Extrait sélectionné:
********
Je n'avais jamais oublié le patois. Et j'ai toujours aimé le parler avec des amis, des compatriotes ou avec mes proches. Voilà un peu ce qui m'y a ramené :
- Le temps libre de la retraite à consacrer à un loisir agréable et facile,
- L'encouragement de quelques amis patoisants ou non,
- Ma tristesse de le voir disparaître et le désir de faire le maximum pour en conserver les traces.
- Surtout le désir d'inventorier ce patrimoine, cette culture, cette vie passée.

Coursières :
Comment avez-vous conduit vos recherches ?


Mon travail et ma recherche se sont déroulés sans plan pré-établi. Je suis parti à l'aveuglette : o taille borye. Le gros cahier ouvert en 1999 le montre avec son fouillis et ses reprises. J'ai commencé par un bout et ça s'est précisé peu à peu avec des surprises et des découvertes. Au début j'ai écrit tous les noms communs qui me venaient à l'esprit, en distinguant les masculins et les féminins, et en précisant les pluriels.
Puis des pistes se sont ouvertes naturellement : variation des pluriels dans chaque genre, verbes propres au patois (j'en ai trouvé plus de 450), adjectifs qualificatifs particuliers, conjugaisons, et enfin la syntaxe. Pour écrire notre patois, je me suis composé une graphie personnelle, en m'inspirant du livret "Graphie de Conflans" (Savoie). L'alphabet phonétique international (API) me semblait inutilisable pour moi ou pour mon lecteur. Ainsi ai-je pu écrire sans trop de peine le lexique, des contes, des souvenirs…

Coursières :

En quoi le patois forézien fait-il partie de notre patrimoine ?
********
Données fournies:
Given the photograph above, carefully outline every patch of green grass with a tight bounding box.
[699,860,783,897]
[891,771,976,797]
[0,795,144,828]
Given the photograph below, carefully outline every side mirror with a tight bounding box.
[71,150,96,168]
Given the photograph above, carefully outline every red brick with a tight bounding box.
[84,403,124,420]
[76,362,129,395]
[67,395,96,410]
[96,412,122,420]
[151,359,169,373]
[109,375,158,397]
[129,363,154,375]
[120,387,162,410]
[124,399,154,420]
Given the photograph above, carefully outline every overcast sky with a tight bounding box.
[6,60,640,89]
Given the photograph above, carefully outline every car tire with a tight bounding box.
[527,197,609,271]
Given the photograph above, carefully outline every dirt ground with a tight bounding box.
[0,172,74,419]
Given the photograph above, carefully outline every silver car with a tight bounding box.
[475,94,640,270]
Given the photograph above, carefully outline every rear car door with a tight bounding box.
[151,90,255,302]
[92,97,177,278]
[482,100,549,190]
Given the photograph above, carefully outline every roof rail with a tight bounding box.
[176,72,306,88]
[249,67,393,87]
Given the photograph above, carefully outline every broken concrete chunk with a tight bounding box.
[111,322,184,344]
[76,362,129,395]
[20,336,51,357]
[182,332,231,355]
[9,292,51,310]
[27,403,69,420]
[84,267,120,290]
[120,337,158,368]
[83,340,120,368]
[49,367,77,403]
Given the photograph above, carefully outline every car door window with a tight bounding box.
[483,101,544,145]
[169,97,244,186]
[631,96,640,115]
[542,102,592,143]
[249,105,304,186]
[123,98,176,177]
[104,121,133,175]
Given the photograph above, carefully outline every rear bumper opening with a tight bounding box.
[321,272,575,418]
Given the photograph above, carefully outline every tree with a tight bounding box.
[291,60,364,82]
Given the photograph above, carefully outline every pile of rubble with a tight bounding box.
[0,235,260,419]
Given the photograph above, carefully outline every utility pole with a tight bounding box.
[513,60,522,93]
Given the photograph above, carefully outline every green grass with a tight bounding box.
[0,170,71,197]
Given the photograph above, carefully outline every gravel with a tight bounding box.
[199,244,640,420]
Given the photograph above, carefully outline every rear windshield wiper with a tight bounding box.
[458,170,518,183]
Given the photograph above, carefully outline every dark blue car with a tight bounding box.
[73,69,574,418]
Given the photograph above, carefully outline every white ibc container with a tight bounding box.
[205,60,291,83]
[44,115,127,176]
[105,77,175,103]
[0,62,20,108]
********
Exercice A: Dans l'entretien sur le patois forézien, de quel livret la personne interrogée s'est-elle inspirée pour composer sa graphie personnelle ?
Exercice B: Rédigez la suite de l'entretien sur le patois forézien à partir de la dernière question posée.

Résultat de la tâche A: Du livret « Graphie de Conflans » (Savoie).

Résultat de la tâche B:
Le patrimoine : c'est ce que nous ont légué nos pères. Pas seulement des prés, des terres, des bois et des maisons. ais surtout un art de vivre, une culture, reflet d'une vie. Cette culture pleine de sagesse s'exprime à travers le patois. Elle révèle une vie : avant la mienne, il y a eu celle de mes parents, de mes ancêtres. Ils ont vécu, travaillé et peiné, aimé et souffert, réussi ou échoué. Leur passage en ce monde a constitué une tranche de vie et d'humanité venue s'empiler sur les précédentes. Le patois en est l'expression, la traduction fidèle.

Quelle richesse dans cette culture et dans cette langue !... Avec la variété des verbes, des adjectifs et des locutions propres. Avec la diversité des mots pour exprimer une même réalité sous ses divers aspects : ainsi le patois a dix mots pour désigner la pluie… Avec les surprises du vocabulaire et des constructions, avec l'humour des comparaisons, des répliques, l'emploi inattendu aux humains de termes de la vie animale. Parfois il m'arrive d'en rire tout seul en les évoquant…

Coursières :
Quelles différences importantes voyez-vous entre le français et le patois ?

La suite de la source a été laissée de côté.